(Image-grounded pointing data)
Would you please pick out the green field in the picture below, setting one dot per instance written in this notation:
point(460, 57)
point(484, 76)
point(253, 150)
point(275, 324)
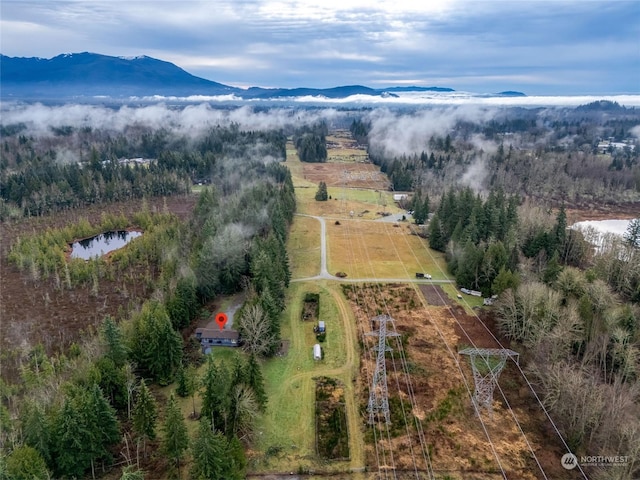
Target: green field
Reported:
point(286, 435)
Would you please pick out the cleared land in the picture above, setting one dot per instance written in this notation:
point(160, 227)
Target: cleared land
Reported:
point(434, 426)
point(355, 175)
point(365, 249)
point(286, 433)
point(433, 421)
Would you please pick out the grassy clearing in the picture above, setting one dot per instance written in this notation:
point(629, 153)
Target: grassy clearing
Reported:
point(286, 432)
point(304, 247)
point(366, 203)
point(376, 249)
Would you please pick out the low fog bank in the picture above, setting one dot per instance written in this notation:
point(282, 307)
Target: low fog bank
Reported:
point(188, 120)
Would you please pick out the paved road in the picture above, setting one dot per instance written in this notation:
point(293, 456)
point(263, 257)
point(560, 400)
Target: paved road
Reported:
point(324, 273)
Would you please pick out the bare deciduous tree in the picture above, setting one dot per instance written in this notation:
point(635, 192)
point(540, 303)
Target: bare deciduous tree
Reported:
point(254, 327)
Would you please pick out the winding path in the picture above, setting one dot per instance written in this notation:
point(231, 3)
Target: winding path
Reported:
point(325, 275)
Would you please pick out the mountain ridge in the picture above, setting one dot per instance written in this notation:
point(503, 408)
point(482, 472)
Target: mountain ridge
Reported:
point(88, 74)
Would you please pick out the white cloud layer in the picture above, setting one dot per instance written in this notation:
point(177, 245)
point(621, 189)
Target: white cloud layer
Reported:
point(540, 47)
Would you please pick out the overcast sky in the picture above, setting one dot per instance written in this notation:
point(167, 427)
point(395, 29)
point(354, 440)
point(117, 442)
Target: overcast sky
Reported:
point(538, 47)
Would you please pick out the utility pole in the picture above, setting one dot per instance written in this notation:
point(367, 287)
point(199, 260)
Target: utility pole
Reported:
point(486, 364)
point(378, 394)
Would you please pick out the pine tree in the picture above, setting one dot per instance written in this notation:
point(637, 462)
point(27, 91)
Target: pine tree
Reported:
point(116, 349)
point(26, 463)
point(208, 450)
point(632, 235)
point(155, 346)
point(182, 389)
point(131, 473)
point(145, 415)
point(176, 438)
point(256, 381)
point(71, 438)
point(437, 239)
point(215, 397)
point(322, 195)
point(36, 429)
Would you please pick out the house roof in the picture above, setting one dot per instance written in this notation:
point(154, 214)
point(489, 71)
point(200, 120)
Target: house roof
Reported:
point(216, 333)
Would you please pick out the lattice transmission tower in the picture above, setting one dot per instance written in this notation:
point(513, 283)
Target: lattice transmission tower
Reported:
point(379, 395)
point(486, 364)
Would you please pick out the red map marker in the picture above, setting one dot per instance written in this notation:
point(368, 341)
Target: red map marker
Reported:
point(221, 319)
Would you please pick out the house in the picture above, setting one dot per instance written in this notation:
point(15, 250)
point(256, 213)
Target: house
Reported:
point(212, 336)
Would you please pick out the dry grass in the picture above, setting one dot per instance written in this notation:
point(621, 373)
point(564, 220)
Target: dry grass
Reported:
point(286, 433)
point(458, 444)
point(304, 247)
point(364, 249)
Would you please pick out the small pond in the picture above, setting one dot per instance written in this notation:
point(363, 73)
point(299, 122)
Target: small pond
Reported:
point(617, 227)
point(102, 244)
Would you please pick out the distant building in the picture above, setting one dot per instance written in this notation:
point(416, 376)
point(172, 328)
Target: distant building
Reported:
point(607, 146)
point(212, 336)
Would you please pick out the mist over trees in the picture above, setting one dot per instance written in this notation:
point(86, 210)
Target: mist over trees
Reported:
point(311, 143)
point(590, 153)
point(479, 184)
point(233, 240)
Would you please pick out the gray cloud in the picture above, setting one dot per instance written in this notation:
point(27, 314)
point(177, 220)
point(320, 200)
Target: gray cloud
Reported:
point(552, 46)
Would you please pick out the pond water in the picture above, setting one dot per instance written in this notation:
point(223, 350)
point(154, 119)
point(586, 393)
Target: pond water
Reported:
point(102, 244)
point(617, 227)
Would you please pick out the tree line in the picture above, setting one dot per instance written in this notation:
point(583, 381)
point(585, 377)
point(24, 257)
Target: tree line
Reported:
point(536, 153)
point(81, 406)
point(311, 142)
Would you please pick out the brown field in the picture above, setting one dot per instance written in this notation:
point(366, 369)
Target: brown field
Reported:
point(355, 175)
point(365, 249)
point(36, 312)
point(436, 396)
point(341, 147)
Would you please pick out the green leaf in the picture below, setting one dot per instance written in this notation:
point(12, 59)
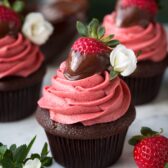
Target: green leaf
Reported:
point(6, 3)
point(18, 6)
point(145, 131)
point(7, 163)
point(81, 28)
point(45, 151)
point(92, 28)
point(113, 74)
point(166, 165)
point(135, 139)
point(30, 146)
point(100, 32)
point(47, 161)
point(3, 149)
point(13, 148)
point(20, 154)
point(113, 43)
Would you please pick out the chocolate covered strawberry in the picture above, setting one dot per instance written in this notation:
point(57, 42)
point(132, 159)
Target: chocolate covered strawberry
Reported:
point(90, 53)
point(151, 149)
point(136, 12)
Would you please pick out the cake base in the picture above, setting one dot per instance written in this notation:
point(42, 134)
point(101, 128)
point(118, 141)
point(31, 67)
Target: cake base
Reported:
point(97, 146)
point(19, 96)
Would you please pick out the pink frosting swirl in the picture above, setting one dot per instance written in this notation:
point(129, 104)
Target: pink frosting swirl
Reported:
point(92, 100)
point(18, 57)
point(150, 40)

What to work on
Output should consist of the lines above from the one with "point(253, 150)" down to the one with "Target: grassy clearing", exact and without pictures.

Result of this exercise
point(253, 150)
point(275, 324)
Target: green field
Reported:
point(286, 435)
Would you please pick out the cleared land in the picture above, setting one dot per instance written in this notation:
point(160, 227)
Target: cleared land
Reported:
point(434, 426)
point(355, 175)
point(365, 249)
point(286, 433)
point(433, 421)
Would you please pick out the grassy clearing in the picture above, setting one dot per instance written in this notation:
point(629, 153)
Target: grassy clearing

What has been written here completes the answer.